====== Bereitgestellte Datensätze ======

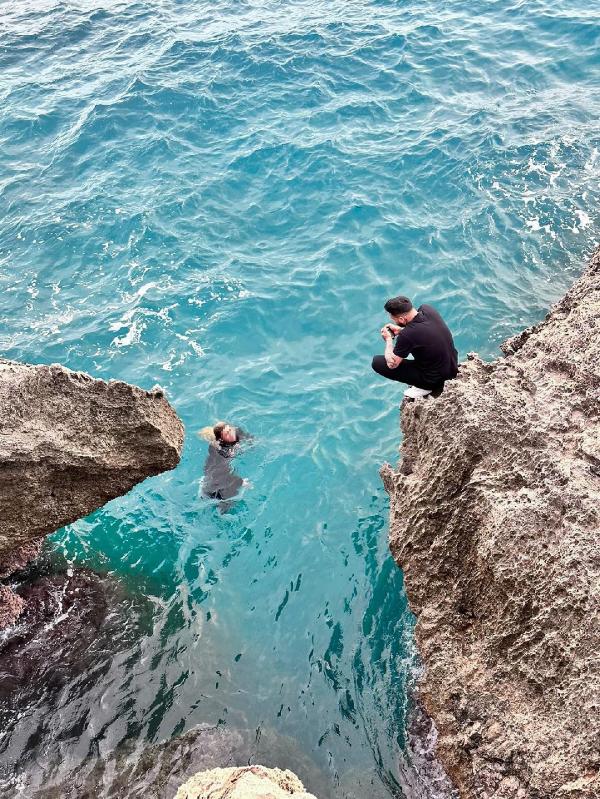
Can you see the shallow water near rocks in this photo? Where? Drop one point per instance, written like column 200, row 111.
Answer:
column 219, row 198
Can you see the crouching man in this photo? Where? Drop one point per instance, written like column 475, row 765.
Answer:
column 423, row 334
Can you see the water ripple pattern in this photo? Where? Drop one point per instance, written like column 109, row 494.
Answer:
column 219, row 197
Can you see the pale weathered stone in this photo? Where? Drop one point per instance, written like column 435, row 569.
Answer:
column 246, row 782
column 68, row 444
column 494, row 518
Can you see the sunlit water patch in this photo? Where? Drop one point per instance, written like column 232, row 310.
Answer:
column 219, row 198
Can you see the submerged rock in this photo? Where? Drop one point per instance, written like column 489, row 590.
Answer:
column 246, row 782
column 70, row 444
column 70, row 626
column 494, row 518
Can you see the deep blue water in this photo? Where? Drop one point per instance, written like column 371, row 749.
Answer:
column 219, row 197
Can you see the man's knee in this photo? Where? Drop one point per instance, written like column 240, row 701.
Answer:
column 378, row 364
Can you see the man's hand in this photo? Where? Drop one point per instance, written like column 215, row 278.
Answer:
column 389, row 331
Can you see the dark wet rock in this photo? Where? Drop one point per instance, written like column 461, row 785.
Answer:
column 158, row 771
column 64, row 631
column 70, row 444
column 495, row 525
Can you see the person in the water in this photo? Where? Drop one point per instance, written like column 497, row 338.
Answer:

======
====== Bereitgestellte Datensätze ======

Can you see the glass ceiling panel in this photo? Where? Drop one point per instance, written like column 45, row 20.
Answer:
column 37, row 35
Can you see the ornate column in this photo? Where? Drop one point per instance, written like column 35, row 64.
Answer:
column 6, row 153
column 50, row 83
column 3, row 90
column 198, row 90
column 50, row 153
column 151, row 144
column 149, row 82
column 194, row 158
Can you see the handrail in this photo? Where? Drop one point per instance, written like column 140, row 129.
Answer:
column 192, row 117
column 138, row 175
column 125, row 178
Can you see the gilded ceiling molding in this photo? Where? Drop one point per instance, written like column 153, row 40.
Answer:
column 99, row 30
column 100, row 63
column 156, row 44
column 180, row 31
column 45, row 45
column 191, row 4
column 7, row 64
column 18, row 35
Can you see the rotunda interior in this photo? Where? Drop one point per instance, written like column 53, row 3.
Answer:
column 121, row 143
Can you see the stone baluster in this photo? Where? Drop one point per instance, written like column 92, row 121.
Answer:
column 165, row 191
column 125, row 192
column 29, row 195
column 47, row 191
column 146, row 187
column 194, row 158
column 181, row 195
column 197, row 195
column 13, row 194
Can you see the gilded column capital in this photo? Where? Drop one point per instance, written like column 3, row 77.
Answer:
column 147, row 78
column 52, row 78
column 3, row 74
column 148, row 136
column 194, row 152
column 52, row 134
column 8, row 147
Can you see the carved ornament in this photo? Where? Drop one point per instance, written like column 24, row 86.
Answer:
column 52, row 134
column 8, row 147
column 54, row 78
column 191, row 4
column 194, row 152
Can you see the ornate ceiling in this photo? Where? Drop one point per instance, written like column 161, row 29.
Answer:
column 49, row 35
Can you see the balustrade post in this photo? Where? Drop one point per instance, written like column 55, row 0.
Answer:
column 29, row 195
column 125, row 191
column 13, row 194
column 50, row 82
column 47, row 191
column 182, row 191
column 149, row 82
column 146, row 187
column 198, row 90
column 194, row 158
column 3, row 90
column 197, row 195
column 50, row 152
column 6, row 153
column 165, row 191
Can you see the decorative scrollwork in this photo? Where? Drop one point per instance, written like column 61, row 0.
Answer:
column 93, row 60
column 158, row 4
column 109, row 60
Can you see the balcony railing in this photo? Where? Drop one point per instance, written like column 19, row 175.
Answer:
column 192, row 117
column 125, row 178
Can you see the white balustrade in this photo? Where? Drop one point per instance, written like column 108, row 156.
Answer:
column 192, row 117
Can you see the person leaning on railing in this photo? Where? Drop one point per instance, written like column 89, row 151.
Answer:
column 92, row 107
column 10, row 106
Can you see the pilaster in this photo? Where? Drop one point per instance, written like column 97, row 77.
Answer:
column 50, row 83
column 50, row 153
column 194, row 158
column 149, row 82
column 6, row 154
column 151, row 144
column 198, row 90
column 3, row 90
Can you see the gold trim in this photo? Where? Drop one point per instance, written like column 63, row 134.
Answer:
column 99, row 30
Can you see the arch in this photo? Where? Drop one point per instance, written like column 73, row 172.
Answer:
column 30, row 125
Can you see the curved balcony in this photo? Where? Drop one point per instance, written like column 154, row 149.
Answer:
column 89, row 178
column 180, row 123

======
====== Bereitgestellte Datensätze ======

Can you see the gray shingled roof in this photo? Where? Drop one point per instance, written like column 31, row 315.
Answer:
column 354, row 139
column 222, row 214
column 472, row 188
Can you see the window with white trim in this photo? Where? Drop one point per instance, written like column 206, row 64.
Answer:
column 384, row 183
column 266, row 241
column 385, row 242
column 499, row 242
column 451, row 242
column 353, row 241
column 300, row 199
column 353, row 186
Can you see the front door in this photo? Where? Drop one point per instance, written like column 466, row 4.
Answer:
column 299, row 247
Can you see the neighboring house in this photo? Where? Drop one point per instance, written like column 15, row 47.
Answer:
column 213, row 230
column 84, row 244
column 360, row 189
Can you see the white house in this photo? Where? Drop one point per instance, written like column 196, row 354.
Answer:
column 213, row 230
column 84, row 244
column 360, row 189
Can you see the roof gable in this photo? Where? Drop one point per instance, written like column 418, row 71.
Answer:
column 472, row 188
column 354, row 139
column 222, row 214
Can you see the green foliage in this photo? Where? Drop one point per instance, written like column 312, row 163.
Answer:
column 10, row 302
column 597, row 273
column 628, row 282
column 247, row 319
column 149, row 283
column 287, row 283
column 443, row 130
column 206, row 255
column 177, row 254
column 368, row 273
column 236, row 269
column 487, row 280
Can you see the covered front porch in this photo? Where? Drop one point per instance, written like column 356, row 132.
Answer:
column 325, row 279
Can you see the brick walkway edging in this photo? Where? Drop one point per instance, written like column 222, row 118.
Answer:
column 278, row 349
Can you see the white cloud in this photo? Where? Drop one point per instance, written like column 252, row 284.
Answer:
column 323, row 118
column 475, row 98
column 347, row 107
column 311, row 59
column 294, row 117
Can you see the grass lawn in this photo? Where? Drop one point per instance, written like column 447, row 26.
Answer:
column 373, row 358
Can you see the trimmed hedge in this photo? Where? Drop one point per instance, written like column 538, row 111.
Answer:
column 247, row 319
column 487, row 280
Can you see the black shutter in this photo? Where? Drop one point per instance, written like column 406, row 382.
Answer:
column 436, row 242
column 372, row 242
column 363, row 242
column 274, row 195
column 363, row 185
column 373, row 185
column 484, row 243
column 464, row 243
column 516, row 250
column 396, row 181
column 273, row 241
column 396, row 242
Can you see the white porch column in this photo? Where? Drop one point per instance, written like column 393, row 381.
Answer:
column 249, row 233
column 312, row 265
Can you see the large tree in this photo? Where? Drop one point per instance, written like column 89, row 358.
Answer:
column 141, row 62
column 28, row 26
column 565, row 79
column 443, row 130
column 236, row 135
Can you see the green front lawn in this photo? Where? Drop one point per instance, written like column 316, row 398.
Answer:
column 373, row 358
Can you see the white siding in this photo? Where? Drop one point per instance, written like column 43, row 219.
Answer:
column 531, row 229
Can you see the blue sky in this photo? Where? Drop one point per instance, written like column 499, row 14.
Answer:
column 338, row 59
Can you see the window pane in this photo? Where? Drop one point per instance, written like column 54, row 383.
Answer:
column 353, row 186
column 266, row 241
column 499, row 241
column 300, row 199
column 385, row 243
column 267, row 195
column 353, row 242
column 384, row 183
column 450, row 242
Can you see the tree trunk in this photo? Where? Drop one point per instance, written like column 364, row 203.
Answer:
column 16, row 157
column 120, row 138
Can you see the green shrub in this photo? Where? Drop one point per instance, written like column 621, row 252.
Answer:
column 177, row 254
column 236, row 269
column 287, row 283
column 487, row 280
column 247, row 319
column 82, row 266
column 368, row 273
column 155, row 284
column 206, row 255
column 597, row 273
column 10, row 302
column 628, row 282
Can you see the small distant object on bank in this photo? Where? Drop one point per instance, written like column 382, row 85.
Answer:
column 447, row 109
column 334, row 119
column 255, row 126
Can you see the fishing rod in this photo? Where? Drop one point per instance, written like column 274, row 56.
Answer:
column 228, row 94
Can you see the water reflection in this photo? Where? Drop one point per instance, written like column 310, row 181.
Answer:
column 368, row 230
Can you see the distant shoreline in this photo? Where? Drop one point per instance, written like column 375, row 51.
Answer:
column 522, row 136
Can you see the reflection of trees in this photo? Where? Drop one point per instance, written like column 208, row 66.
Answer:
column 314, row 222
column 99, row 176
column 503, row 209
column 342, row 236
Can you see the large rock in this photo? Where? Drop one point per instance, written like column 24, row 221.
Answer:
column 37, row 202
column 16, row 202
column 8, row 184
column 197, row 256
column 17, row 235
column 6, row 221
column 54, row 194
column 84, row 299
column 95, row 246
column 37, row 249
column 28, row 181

======

Stelle ausschließlich die Zeilen der Datensätze ab der Zeile mit „Can you see the black“ bis einschließlich der Zeile mit „column 450, row 242“ als JSON-Liste von Zeichenketten dar. Jede Zeile wird ein Eintrag, Leerzeilen entfallen.

[
  "Can you see the black shutter in this photo? Where? Drop one point per instance, written like column 406, row 382.",
  "Answer:",
  "column 436, row 242",
  "column 372, row 242",
  "column 363, row 242",
  "column 274, row 195",
  "column 363, row 185",
  "column 373, row 185",
  "column 484, row 243",
  "column 464, row 243",
  "column 516, row 250",
  "column 396, row 181",
  "column 273, row 241",
  "column 396, row 242",
  "Can you see the white porch column in this photo? Where? Drop one point per instance, written like column 393, row 381.",
  "Answer:",
  "column 249, row 233",
  "column 312, row 265",
  "Can you see the large tree in this photo? Where? Drop one point per instance, written like column 89, row 358.",
  "Answer:",
  "column 141, row 62",
  "column 28, row 26",
  "column 565, row 79",
  "column 443, row 130",
  "column 236, row 135",
  "Can you see the green front lawn in this photo? Where? Drop one point per instance, written like column 316, row 398.",
  "Answer:",
  "column 373, row 358",
  "Can you see the white siding in this photo? Where? Drop one point per instance, written like column 43, row 219.",
  "Answer:",
  "column 531, row 229",
  "Can you see the blue sky in this photo? Where? Drop one point per instance, written like column 499, row 14.",
  "Answer:",
  "column 338, row 59",
  "Can you see the window pane in this photo? Where? Drop one point per instance, written like column 54, row 383.",
  "Answer:",
  "column 353, row 186",
  "column 266, row 241",
  "column 499, row 241",
  "column 300, row 199",
  "column 385, row 243",
  "column 267, row 195",
  "column 353, row 242",
  "column 384, row 183",
  "column 450, row 242"
]